WRITTEN EXERCISE
Render the data from the line containing "One point rides on each instance of the wooden post, each" through the end of the data as a numbered list, leaving out any blank lines.

A block of data
######

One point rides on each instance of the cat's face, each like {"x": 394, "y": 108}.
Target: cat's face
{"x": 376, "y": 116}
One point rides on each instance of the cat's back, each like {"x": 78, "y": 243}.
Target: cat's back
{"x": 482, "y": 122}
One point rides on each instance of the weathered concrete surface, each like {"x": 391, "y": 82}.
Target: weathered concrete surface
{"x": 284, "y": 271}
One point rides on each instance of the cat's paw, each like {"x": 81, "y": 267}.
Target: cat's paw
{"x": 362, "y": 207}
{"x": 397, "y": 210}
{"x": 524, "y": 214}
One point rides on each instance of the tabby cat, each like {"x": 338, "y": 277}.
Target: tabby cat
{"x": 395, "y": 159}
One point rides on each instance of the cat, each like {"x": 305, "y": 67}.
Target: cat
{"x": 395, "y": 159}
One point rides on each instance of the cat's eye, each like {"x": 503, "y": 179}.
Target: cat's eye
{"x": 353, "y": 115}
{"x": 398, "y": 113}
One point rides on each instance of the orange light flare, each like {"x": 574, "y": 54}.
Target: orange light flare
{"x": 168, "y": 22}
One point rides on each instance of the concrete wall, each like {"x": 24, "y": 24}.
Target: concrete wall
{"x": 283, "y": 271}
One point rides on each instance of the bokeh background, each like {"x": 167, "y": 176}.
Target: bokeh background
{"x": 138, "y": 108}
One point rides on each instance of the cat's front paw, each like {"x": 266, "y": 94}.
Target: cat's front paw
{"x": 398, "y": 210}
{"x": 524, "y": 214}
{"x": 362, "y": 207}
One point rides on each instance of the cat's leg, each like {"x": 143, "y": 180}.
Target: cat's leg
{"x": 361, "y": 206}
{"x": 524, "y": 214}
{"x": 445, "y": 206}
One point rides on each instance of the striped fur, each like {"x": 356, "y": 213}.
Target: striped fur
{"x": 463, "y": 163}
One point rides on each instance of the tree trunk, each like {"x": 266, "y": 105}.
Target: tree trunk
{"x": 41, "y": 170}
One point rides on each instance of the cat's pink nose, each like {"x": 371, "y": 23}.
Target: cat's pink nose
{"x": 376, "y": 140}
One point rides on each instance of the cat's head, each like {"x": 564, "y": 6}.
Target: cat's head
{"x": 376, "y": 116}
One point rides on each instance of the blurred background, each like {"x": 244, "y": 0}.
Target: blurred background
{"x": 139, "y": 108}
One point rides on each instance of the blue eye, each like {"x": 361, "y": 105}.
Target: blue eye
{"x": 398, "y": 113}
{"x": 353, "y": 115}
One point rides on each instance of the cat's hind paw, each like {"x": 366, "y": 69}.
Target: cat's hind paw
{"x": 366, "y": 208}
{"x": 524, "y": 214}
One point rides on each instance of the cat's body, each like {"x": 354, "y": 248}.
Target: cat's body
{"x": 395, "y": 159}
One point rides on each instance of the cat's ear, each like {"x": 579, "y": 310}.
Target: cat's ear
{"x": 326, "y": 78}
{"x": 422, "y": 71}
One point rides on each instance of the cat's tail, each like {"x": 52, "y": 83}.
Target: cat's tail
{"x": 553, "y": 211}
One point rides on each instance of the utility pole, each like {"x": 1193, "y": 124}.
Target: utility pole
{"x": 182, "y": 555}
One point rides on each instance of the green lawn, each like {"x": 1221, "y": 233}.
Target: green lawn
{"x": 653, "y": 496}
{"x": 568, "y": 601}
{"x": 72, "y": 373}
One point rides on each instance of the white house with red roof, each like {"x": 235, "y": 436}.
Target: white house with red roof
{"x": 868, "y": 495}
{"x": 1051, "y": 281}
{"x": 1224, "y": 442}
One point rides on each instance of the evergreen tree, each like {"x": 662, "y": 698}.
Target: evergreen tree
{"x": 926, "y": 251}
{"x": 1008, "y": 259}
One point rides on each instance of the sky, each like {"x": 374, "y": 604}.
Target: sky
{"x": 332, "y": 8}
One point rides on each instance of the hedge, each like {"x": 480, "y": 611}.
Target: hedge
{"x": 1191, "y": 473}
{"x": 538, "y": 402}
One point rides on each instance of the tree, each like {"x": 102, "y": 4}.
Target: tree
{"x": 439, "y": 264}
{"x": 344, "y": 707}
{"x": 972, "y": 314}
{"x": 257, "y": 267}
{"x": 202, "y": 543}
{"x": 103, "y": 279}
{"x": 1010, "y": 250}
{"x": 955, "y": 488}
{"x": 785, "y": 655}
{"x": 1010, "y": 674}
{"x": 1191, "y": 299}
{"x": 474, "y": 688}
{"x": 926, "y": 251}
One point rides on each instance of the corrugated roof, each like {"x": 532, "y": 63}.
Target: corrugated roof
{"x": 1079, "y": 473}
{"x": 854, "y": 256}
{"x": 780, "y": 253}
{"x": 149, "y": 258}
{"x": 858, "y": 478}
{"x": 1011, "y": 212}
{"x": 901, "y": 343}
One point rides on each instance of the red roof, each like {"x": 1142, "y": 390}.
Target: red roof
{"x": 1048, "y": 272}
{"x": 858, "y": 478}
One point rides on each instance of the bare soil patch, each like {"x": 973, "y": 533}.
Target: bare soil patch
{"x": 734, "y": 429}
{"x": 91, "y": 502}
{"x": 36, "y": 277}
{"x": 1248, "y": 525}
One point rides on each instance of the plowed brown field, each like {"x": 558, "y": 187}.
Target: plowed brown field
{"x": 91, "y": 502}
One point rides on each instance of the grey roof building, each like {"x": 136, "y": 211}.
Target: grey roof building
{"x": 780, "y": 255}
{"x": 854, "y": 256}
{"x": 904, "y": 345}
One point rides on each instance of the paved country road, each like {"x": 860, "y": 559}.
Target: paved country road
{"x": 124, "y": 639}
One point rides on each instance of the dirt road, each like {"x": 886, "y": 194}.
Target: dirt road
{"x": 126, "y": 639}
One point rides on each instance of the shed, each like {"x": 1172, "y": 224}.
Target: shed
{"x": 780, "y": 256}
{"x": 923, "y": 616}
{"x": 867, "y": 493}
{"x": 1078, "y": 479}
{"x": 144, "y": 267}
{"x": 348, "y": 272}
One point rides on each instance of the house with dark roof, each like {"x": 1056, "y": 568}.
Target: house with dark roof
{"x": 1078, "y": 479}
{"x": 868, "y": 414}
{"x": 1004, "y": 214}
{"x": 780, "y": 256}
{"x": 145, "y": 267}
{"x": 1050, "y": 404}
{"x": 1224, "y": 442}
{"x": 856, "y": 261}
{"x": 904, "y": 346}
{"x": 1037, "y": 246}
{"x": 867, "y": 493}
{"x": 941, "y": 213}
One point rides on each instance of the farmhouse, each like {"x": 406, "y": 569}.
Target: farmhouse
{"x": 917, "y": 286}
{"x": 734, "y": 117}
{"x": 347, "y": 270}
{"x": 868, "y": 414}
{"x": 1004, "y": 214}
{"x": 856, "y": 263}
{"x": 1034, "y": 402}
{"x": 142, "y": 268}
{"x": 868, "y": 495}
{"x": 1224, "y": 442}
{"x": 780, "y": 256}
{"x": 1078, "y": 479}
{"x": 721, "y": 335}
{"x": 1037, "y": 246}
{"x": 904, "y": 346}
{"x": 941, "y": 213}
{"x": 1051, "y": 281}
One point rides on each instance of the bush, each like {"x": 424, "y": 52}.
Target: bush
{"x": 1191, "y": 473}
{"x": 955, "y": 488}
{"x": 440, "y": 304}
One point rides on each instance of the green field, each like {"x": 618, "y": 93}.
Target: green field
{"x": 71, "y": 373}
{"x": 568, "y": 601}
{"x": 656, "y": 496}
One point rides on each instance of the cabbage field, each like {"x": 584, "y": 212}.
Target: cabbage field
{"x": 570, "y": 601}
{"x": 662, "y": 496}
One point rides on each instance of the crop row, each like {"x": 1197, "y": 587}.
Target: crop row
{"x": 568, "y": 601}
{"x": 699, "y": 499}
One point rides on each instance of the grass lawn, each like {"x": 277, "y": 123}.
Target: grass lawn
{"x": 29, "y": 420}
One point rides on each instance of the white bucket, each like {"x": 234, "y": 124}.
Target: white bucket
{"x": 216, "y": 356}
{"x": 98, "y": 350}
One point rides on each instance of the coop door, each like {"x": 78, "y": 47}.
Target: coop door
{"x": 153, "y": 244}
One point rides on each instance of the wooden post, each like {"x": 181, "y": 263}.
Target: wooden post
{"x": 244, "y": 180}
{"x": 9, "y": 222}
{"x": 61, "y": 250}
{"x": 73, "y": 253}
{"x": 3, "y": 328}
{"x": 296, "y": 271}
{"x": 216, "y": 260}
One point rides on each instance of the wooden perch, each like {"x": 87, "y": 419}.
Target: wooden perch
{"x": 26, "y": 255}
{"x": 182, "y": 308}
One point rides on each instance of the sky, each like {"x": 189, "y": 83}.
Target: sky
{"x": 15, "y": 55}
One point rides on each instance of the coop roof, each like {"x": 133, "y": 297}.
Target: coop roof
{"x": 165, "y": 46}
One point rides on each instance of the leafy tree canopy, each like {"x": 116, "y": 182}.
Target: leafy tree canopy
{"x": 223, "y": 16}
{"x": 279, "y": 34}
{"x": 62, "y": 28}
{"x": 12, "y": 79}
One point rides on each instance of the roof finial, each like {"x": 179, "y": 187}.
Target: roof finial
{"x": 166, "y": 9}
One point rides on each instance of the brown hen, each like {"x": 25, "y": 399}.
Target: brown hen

######

REPLY
1. One point rides on each instance of the wooden post, each like {"x": 181, "y": 263}.
2. Target: wooden post
3. {"x": 244, "y": 180}
4. {"x": 9, "y": 222}
5. {"x": 61, "y": 250}
6. {"x": 73, "y": 253}
7. {"x": 3, "y": 328}
8. {"x": 296, "y": 271}
9. {"x": 216, "y": 260}
10. One point rides on each instance of the wooden perch, each like {"x": 87, "y": 419}.
11. Target: wooden perch
12. {"x": 26, "y": 255}
13. {"x": 182, "y": 308}
14. One point rides on each instance of the sky, each like {"x": 189, "y": 83}.
15. Target: sky
16. {"x": 15, "y": 55}
17. One point rides on each instance of the coop roof, each like {"x": 133, "y": 297}.
18. Target: coop roof
19. {"x": 165, "y": 46}
20. One point rides on each instance of the leafy tree canopy, each like {"x": 116, "y": 182}.
21. Target: leafy tree canopy
22. {"x": 223, "y": 16}
23. {"x": 279, "y": 34}
24. {"x": 62, "y": 28}
25. {"x": 12, "y": 79}
26. One point rides on each instance of the roof finial, each like {"x": 179, "y": 187}.
27. Target: roof finial
28. {"x": 166, "y": 9}
29. One point rides on each instance of the brown hen, each like {"x": 25, "y": 399}.
30. Target: brown hen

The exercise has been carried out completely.